TEXT SECTION:
☆ ☆ ☆
Because of increasing gang violence in state correctional facilities, the New Jersey Department of Corrections promulgated a new policy in 1998 designed to isolate and rehabilitate gang members. Under this policy, prison officials can designate "STGs" (Security Threat Groups) and transfer the "core" members of these groups to a special "Security Threat Group Management Unit." The goal of the policy is to limit Security Threat Group activities and therefore minimize the occurrence of assaults on staff and inmates. Once the group members are in the special housing unit, they are required to participate in a behavior modification program before returning to the general prison population.
A federal civil rights lawsuit was filed challenging the policy on behalf of three prisoners who were identified as members of a splinter Muslim group known as the "Five Percent Nation" which originated in New York City in the 1960s as a break away from the Nation of Islam.
The group's name stems from the group's belief in "Supreme Mathematics" which breaks down the population of the world into three groups: the Ten Percent, the Eighty Five Percent, and the Five Percent. The group believes that the "Ten Percent" are those who have "subjugated most of the world," including "white people and others who propagate the myth of a nonexistent 'mystery God.'" The Eighty Five Percent are "those who are subjugated and deceived." And finally, the "Five Percent" are "African Americans who have achieved self-knowledge" and "know the black man's true nature and that God is within himself." Male members of the group are referred to by themselves as "Gods," while female members are called "Earths," and the group often refers to itself as "The Nation of Gods and Earths."
☆ ☆ ☆
ACTIVITY 1: Transcribe the passage on the New Jersey prison gang policy, everything from "Because of increasing" down to "general prison population.".
ACTIVITY 2: According to the passage on the New Jersey prison gang policy, what are female members of the Five Percent Nation called?
The entries have nothing to do with the passage on the New Jersey prison gang policy.

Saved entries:
☆ ☆ ☆
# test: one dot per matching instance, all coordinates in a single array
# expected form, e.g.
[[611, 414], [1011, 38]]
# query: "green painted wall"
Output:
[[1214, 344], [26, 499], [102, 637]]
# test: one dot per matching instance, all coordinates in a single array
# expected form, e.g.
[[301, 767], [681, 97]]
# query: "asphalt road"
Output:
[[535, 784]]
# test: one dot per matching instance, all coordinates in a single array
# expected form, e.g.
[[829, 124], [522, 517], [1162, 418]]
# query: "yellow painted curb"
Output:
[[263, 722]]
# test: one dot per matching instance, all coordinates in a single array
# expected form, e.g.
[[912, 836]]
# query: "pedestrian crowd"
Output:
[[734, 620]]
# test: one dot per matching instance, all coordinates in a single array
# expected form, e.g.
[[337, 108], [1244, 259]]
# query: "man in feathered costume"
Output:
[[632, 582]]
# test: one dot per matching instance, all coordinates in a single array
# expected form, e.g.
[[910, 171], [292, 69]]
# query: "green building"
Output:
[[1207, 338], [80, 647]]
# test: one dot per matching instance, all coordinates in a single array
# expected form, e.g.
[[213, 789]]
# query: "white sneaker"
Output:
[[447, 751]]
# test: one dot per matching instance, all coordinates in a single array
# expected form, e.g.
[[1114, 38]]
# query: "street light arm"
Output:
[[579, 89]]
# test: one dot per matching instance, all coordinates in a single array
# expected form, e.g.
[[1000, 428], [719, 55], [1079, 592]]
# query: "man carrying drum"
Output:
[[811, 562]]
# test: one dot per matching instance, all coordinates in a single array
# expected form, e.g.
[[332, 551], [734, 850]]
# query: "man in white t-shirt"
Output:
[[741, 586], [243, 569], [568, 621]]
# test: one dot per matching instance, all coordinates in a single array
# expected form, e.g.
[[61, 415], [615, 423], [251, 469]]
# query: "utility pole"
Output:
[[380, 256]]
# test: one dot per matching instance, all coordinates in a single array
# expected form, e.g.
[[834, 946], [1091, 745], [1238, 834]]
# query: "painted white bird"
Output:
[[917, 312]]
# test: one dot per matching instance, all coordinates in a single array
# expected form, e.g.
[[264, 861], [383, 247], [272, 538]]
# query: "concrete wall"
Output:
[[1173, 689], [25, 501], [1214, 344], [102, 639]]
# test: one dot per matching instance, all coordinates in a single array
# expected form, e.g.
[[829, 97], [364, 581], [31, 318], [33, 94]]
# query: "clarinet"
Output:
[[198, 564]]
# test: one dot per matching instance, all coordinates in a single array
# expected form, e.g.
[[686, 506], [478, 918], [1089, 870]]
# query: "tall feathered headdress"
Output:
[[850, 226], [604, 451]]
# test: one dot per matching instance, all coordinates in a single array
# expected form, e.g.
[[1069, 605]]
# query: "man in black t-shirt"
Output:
☆ ☆ ☆
TASK ANSWER 1:
Because of increasing gang violence in state correctional facilities, the New Jersey Department of Corrections promulgated a new policy in 1998 designed to isolate and rehabilitate gang members. Under this policy, prison officials can designate "STGs" (Security Threat Groups) and transfer the "core" members of these groups to a special "Security Threat Group Management Unit." The goal of the policy is to limit Security Threat Group activities and therefore minimize the occurrence of assaults on staff and inmates. Once the group members are in the special housing unit, they are required to participate in a behavior modification program before returning to the general prison population.

TASK ANSWER 2: They are called "Earths."